◆ **Stated goal**
Transcribe the records below exactly as they appear, omitting any pictures.

◆ **Given entries**

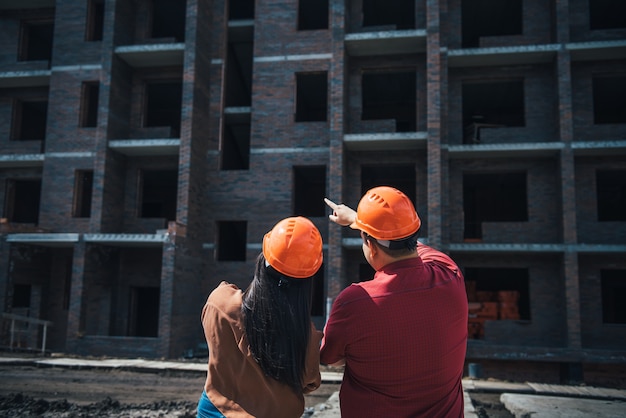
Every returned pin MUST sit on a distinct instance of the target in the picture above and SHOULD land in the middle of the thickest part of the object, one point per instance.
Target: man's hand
(342, 214)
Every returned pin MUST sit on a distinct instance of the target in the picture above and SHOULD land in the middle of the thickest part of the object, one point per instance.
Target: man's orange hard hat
(294, 247)
(386, 213)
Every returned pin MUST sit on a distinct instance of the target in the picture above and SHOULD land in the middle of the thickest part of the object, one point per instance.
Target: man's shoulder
(355, 292)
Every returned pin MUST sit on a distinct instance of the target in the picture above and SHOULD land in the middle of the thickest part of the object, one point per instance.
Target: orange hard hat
(294, 247)
(386, 213)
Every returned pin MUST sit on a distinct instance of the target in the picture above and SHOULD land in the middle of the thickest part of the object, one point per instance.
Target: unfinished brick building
(147, 145)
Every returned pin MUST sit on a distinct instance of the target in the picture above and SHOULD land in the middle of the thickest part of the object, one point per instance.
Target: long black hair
(277, 317)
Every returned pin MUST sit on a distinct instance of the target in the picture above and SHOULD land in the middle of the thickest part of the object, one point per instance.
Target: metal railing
(28, 320)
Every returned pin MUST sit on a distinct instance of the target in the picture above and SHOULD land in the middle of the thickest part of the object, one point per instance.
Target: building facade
(146, 146)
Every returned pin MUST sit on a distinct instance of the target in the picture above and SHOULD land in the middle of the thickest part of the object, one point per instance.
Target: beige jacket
(235, 383)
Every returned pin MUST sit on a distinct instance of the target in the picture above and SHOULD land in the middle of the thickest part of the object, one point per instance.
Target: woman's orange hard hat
(294, 247)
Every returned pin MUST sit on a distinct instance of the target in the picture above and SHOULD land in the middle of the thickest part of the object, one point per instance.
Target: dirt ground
(28, 391)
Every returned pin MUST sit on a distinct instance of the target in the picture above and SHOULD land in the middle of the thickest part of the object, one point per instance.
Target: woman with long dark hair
(263, 346)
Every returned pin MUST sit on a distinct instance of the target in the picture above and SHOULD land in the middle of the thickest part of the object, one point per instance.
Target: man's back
(403, 336)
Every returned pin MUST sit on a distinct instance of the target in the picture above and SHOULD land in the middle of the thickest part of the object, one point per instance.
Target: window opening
(236, 146)
(21, 295)
(90, 93)
(311, 97)
(95, 21)
(22, 201)
(231, 240)
(493, 197)
(168, 19)
(29, 120)
(496, 294)
(159, 194)
(238, 78)
(36, 41)
(609, 105)
(309, 191)
(67, 282)
(402, 177)
(491, 105)
(240, 9)
(613, 296)
(390, 95)
(163, 105)
(83, 190)
(366, 272)
(144, 311)
(611, 195)
(312, 14)
(483, 18)
(607, 14)
(317, 304)
(399, 14)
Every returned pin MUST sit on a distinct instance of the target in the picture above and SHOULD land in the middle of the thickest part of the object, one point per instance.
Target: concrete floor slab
(537, 406)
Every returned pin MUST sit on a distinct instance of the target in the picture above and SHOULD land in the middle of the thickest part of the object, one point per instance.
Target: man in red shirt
(402, 336)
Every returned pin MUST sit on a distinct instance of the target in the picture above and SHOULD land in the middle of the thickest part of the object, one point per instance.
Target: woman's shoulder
(225, 294)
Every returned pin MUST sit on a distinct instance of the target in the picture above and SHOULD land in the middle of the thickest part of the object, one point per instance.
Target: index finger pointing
(330, 203)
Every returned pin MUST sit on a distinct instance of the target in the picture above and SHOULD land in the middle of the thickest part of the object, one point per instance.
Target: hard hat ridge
(294, 247)
(386, 213)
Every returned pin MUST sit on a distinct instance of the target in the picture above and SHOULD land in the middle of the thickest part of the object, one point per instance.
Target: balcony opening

◆ **Written answer**
Every returned pin MUST sit on a distinct instance of the target in the picture above and SHOULD land in the middle of the thickest part of the object, one point per instance.
Target: man's hand
(342, 214)
Every returned pin MUST sit on a distinct instance of the target in the picture above and SHOULD land in the middle of the thickest part of the object, one point per instance.
Target: man's orange hard hat
(294, 247)
(386, 213)
Every returned pin MUST sit on a distinct instance of the target in the picture above and SHOULD land in the middle of the thickest part of the object, one point per instance.
Target: man's shoulder
(355, 292)
Every returned pin MUST sit on a distinct instance of the target in the picture above and SHOULD land in the middle of the thickest part of the object, one point per instance.
Target: orange hard hat
(294, 247)
(386, 213)
Every returned pin MUST sit on a distinct instance of the target in the picture above and SHOULD land in the middle of the thickest part of the object, one point per instance.
Target: unfinished brick building
(147, 145)
Every returned pin MUST sit on a distinct instance of the target in the picture above and SHOULD land in the middle of the thickest part of the object, one point per instance.
Target: long black hair
(277, 317)
Every returned pin MUST sit on a distinct instance of the target in the picture above and SHOULD land in the middle of the thickest part of the object, one point per instance.
Target: metal railing
(28, 320)
Every returned pin MUST sit on a distinct instance of the target in the picture above and SHOULD land in the middle of the thickest part of the object, one point per instance.
Target: building facade
(146, 146)
Every returned pin MUST sit on a distinct instance of the target in the picture above and SHOULD land in the middle of the thickest part of the object, one point per instance.
Target: beige jacket
(235, 383)
Every returned pin MUST sit on a distinct instance of the target in the picture above and SHOULD land in the middle of the thickest part of the object, one point per instance.
Target: woman's orange hard hat
(294, 247)
Every returned pin MUST sit on a distinct instance of the target in the picture above and SHOULD land in the middle of the thickest part of the object, one point per instance.
Target: dirt ground
(28, 391)
Every returned pin MUST sit on a distinct instance of the target in the picture above and SHOULD land in the middle of the thickest part of the object, one point per instance.
Target: woman with long dark hair
(263, 346)
Every returned pin MUST sit on a distinct instance of the target in the picture above and SHOULD land in the middle of the thickest part of the object, one point per instance.
Target: man's back
(403, 336)
Every returned pin MUST sit on a distinct instance of the target in the picture above and SHOULD land in the middle of the thickest part of the object, one point per instance.
Target: window opening
(236, 146)
(21, 295)
(90, 93)
(311, 97)
(95, 21)
(22, 201)
(231, 240)
(493, 197)
(168, 19)
(29, 120)
(496, 294)
(159, 194)
(238, 78)
(36, 41)
(609, 105)
(309, 191)
(67, 282)
(402, 177)
(491, 105)
(240, 9)
(613, 296)
(390, 95)
(163, 105)
(83, 190)
(366, 272)
(144, 311)
(611, 195)
(312, 14)
(483, 18)
(607, 14)
(317, 304)
(399, 14)
Every returned pin MUST sit on a distinct instance of the target in the picture above and SHOULD land in the middle of the thickest part of the object, one point per instance.
Target: concrete floor slab
(537, 406)
Every returned pin MUST sit on a distinct instance of the target in the picture above and SHOULD land in the middle of the thickest part of the object, one point per instance.
Target: man in red shirt
(402, 336)
Every returned pin MUST sit on a distinct instance of the target in the picture above and SHOULD land in the middle of the thickest part of the object, one point per instance.
Target: woman's shoulder
(225, 294)
Every returned pin MUST sit on a distinct instance of the target in the picture above and SHOULD land in the middle of the thickest part of the object, one point per instance.
Target: index finger pointing
(330, 203)
Every returned pin MUST sit on a distinct instance of the target in the picture above and SHOULD land in the middle of the thickest part of the object, one point per instance.
Target: hard hat ridge
(294, 247)
(386, 213)
Every returned pin MUST sit on a distinct instance of the target in the picture above and SHOULD land in the middle of the thickest part of the object, one point per instance.
Target: balcony opening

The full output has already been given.